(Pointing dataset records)
+ + + +

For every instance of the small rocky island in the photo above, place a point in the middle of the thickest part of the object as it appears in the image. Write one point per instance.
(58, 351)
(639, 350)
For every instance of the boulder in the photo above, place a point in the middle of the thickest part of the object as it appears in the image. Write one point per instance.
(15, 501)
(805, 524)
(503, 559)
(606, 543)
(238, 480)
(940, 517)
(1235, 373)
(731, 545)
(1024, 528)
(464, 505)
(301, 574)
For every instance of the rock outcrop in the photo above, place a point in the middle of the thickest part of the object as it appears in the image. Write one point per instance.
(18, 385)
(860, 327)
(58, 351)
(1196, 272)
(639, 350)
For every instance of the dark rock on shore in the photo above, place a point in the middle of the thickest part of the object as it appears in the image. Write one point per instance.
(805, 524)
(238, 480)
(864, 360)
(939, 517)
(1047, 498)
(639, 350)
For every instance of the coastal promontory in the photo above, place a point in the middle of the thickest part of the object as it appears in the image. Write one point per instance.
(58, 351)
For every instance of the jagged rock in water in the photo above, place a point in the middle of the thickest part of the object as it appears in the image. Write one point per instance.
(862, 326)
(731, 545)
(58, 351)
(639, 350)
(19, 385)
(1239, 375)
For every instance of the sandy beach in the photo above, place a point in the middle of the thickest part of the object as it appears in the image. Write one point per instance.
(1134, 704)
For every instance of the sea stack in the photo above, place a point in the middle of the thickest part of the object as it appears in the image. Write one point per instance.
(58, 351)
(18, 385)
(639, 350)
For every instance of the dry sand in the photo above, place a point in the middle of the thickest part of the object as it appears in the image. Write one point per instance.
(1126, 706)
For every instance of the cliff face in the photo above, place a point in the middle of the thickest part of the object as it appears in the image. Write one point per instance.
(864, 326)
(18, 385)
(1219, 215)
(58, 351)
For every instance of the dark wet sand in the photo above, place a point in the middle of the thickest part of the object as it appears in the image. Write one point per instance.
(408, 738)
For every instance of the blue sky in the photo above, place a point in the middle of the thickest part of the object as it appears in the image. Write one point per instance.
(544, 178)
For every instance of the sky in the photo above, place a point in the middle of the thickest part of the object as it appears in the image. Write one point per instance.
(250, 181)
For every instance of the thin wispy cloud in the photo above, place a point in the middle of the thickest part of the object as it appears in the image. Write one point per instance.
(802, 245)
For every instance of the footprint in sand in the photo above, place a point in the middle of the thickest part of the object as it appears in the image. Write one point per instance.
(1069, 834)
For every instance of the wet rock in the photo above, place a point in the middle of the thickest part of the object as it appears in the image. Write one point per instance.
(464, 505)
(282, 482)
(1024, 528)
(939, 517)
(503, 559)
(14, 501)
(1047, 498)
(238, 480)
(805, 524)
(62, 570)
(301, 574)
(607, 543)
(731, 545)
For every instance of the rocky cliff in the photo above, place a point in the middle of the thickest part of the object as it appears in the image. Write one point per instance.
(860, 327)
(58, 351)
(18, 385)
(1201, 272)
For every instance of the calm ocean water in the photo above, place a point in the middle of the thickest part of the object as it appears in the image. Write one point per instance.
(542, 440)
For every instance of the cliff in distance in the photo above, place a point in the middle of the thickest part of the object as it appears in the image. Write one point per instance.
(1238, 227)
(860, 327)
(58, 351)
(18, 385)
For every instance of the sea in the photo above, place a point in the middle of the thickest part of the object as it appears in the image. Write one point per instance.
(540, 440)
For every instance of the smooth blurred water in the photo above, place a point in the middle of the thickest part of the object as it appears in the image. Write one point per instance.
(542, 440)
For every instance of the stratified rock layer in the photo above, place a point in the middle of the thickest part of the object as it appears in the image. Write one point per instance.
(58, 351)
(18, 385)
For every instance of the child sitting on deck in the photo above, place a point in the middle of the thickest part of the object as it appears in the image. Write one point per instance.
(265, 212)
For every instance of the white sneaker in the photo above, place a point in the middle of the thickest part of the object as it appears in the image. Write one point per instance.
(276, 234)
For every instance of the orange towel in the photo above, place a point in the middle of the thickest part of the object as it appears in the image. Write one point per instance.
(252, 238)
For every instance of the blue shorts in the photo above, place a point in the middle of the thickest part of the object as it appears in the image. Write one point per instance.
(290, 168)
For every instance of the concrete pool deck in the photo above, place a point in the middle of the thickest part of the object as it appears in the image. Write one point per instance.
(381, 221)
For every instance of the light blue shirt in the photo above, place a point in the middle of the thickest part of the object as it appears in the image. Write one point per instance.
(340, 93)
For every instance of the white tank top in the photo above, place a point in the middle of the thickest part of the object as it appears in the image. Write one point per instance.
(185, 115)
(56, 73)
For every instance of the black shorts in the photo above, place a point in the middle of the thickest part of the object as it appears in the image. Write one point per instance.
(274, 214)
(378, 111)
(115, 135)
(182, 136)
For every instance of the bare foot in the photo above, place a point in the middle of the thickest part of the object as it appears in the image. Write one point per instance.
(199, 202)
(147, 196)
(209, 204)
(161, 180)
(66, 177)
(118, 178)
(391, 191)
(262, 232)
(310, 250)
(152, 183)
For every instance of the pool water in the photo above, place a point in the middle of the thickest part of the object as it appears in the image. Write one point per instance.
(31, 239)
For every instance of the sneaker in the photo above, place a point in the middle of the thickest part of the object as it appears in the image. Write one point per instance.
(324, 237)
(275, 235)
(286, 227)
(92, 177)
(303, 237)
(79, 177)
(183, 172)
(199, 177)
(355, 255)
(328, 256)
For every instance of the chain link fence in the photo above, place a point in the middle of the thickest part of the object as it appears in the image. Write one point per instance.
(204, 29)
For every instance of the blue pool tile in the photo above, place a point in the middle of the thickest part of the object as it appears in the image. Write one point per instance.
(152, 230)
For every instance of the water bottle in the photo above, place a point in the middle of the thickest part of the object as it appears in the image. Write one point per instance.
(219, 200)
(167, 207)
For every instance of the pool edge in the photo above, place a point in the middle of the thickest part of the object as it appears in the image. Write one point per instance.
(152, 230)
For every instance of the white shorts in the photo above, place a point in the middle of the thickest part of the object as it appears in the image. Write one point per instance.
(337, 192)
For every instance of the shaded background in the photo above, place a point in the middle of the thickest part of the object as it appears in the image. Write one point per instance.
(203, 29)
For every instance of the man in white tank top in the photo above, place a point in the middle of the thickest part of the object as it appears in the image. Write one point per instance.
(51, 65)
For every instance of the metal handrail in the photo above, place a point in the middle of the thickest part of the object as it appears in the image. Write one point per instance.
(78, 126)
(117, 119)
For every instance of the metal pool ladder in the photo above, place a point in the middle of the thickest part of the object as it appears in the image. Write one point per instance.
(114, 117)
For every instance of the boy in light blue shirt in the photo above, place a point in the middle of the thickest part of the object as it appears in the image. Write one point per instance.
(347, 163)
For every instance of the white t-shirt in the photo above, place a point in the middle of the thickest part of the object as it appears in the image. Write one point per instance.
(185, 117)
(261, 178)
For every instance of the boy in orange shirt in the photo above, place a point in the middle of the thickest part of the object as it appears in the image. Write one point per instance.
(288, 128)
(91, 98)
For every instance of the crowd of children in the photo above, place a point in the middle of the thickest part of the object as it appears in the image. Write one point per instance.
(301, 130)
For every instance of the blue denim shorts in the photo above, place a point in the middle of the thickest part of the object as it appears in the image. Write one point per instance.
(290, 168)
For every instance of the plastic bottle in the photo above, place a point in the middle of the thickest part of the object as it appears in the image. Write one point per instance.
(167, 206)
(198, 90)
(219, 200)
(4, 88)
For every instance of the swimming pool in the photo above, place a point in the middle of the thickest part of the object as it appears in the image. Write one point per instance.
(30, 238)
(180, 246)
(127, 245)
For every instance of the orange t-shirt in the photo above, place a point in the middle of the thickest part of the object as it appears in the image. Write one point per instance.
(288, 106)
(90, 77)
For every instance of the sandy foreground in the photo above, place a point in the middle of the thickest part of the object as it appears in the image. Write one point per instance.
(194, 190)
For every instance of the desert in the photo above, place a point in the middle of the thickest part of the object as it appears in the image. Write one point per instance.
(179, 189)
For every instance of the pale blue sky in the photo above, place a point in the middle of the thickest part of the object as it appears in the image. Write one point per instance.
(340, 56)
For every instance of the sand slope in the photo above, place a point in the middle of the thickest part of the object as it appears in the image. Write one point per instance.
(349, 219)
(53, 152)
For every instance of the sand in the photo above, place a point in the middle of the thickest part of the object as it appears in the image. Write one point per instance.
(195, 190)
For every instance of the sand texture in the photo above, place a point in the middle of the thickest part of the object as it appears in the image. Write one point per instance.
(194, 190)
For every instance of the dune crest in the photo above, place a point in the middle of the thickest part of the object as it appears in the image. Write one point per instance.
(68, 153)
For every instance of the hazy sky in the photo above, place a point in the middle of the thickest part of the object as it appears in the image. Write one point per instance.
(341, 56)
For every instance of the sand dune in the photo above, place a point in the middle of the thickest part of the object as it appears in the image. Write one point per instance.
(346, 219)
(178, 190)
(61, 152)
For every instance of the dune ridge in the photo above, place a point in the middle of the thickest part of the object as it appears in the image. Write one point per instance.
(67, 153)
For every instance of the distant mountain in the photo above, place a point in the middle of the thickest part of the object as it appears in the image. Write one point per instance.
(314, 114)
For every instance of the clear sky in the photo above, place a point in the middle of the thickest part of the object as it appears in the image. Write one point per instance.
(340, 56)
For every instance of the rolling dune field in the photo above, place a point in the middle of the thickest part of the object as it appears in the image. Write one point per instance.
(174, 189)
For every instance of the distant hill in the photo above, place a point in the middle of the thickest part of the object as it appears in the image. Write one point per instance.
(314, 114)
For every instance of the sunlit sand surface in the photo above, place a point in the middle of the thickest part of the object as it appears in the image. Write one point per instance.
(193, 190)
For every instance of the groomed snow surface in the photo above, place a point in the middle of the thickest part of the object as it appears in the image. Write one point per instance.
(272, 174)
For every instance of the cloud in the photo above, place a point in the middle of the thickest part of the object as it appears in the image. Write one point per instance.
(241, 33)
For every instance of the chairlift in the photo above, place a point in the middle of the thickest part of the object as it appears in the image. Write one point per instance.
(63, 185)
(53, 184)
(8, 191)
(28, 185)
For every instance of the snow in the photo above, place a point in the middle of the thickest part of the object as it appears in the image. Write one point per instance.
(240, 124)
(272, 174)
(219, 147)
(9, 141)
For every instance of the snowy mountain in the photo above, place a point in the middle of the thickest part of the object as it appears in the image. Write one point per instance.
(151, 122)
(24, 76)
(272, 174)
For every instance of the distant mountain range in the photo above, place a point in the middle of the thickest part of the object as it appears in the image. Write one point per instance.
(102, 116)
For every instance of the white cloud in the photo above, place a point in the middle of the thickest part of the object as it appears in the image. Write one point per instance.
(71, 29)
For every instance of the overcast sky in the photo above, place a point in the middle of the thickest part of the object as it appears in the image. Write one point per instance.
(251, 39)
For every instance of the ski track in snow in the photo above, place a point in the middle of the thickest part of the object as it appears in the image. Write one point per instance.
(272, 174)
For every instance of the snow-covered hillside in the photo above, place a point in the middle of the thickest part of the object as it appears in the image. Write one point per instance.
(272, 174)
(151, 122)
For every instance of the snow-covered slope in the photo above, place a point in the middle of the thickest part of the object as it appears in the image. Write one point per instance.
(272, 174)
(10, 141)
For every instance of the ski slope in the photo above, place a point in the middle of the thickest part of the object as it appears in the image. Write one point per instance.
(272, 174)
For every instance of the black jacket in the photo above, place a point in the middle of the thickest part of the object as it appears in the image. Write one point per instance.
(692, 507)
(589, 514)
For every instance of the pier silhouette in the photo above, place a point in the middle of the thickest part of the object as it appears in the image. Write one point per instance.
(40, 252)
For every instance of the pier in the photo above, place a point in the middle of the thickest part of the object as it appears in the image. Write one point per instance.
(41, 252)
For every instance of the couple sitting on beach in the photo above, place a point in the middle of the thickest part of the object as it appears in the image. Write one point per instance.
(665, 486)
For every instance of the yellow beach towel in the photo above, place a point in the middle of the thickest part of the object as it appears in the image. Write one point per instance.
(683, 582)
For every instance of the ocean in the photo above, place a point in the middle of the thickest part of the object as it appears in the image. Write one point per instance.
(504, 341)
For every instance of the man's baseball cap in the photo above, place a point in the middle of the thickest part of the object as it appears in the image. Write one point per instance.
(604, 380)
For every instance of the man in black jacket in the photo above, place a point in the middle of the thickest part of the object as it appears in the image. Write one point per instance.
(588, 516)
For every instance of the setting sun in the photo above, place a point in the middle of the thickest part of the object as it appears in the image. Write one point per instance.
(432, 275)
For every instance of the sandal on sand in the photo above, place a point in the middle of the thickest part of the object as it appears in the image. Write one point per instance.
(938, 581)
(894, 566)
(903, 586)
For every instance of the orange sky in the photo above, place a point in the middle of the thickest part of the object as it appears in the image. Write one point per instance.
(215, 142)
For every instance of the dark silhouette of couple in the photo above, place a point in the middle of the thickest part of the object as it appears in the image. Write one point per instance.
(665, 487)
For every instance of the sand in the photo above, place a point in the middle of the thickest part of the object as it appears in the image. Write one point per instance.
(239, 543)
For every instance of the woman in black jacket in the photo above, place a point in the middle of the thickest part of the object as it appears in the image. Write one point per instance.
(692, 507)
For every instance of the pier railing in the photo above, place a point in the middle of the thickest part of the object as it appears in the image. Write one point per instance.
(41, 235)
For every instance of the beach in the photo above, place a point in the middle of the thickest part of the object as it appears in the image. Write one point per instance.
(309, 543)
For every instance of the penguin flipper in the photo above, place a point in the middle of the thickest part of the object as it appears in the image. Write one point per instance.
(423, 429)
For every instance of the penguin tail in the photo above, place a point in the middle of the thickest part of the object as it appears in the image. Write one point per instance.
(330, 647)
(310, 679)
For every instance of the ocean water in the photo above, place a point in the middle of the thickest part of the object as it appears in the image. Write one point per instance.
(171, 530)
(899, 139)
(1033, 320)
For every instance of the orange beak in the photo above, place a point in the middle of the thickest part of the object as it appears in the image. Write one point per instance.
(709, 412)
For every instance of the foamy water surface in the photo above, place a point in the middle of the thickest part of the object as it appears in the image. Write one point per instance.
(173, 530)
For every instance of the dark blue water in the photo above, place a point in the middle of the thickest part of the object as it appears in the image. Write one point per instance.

+ + + +

== Work instructions ==
Write out the lines of the records above verbatim, from the line holding "For every instance of the footprint" through the line holding "(1069, 834)", inclusive.

== Response to the task ==
For every instance of the footprint in sand in the photo above, place a point in the middle of the thickest part of the object as it appears in the image. Write one point per instance.
(1069, 834)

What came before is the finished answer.